(Vermeldingen uit een gegevensverzameling)
::::

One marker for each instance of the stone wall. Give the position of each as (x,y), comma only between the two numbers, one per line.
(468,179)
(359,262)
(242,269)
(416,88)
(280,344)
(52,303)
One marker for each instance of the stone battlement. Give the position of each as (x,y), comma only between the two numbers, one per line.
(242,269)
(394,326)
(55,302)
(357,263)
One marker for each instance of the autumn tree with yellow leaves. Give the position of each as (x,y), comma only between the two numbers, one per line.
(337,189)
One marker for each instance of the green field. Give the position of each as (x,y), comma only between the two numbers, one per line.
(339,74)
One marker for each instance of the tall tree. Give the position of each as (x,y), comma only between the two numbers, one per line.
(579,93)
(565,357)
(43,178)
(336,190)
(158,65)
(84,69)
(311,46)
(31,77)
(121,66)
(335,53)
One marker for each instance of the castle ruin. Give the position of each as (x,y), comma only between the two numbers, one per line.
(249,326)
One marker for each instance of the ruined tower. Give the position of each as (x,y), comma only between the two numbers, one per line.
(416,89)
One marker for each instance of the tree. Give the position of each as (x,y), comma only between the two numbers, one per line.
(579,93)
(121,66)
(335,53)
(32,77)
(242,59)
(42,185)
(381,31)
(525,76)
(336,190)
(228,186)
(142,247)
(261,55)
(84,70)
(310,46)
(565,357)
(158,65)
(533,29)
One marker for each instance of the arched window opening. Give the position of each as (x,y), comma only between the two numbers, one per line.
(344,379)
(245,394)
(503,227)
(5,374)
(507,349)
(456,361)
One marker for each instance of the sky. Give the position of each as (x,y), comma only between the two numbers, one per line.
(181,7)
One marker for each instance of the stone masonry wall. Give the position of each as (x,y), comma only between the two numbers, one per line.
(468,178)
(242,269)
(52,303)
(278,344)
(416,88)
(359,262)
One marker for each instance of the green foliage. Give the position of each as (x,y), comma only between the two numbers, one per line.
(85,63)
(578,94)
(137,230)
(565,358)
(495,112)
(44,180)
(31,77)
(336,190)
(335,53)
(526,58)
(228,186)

::::

- [Gesteld doel]
Zet alle bovenstaande vermeldingen in een Markdown-tabel met de kolommen Rij, voor het volgnummer, en Regel, voor de tekst. Sla lege regels over.

- [Resultaat van oefening]
| Rij | Regel |
|---|---|
| 1 | One marker for each instance of the stone wall. Give the position of each as (x,y), comma only between the two numbers, one per line. |
| 2 | (468,179) |
| 3 | (359,262) |
| 4 | (242,269) |
| 5 | (416,88) |
| 6 | (280,344) |
| 7 | (52,303) |
| 8 | One marker for each instance of the stone battlement. Give the position of each as (x,y), comma only between the two numbers, one per line. |
| 9 | (242,269) |
| 10 | (394,326) |
| 11 | (55,302) |
| 12 | (357,263) |
| 13 | One marker for each instance of the autumn tree with yellow leaves. Give the position of each as (x,y), comma only between the two numbers, one per line. |
| 14 | (337,189) |
| 15 | One marker for each instance of the green field. Give the position of each as (x,y), comma only between the two numbers, one per line. |
| 16 | (339,74) |
| 17 | One marker for each instance of the tall tree. Give the position of each as (x,y), comma only between the two numbers, one per line. |
| 18 | (579,93) |
| 19 | (565,357) |
| 20 | (43,178) |
| 21 | (336,190) |
| 22 | (158,65) |
| 23 | (84,69) |
| 24 | (311,46) |
| 25 | (31,77) |
| 26 | (121,66) |
| 27 | (335,53) |
| 28 | One marker for each instance of the castle ruin. Give the position of each as (x,y), comma only between the two numbers, one per line. |
| 29 | (249,326) |
| 30 | One marker for each instance of the ruined tower. Give the position of each as (x,y), comma only between the two numbers, one per line. |
| 31 | (416,89) |
| 32 | One marker for each instance of the tree. Give the position of each as (x,y), comma only between the two numbers, one per line. |
| 33 | (579,93) |
| 34 | (121,66) |
| 35 | (335,53) |
| 36 | (32,77) |
| 37 | (242,59) |
| 38 | (42,185) |
| 39 | (381,31) |
| 40 | (525,76) |
| 41 | (336,190) |
| 42 | (228,186) |
| 43 | (142,247) |
| 44 | (261,55) |
| 45 | (84,70) |
| 46 | (310,46) |
| 47 | (565,357) |
| 48 | (158,65) |
| 49 | (533,29) |
| 50 | One marker for each instance of the arched window opening. Give the position of each as (x,y), comma only between the two numbers, one per line. |
| 51 | (344,379) |
| 52 | (245,394) |
| 53 | (503,227) |
| 54 | (5,374) |
| 55 | (507,349) |
| 56 | (456,361) |
| 57 | One marker for each instance of the sky. Give the position of each as (x,y), comma only between the two numbers, one per line. |
| 58 | (181,7) |
| 59 | One marker for each instance of the stone masonry wall. Give the position of each as (x,y), comma only between the two numbers, one per line. |
| 60 | (468,178) |
| 61 | (242,269) |
| 62 | (52,303) |
| 63 | (278,344) |
| 64 | (416,88) |
| 65 | (359,262) |
| 66 | One marker for each instance of the green foliage. Give the position of each as (x,y), comma only between the two numbers, one per line. |
| 67 | (85,63) |
| 68 | (578,94) |
| 69 | (137,230) |
| 70 | (565,358) |
| 71 | (495,112) |
| 72 | (44,180) |
| 73 | (31,77) |
| 74 | (336,190) |
| 75 | (335,53) |
| 76 | (526,58) |
| 77 | (228,186) |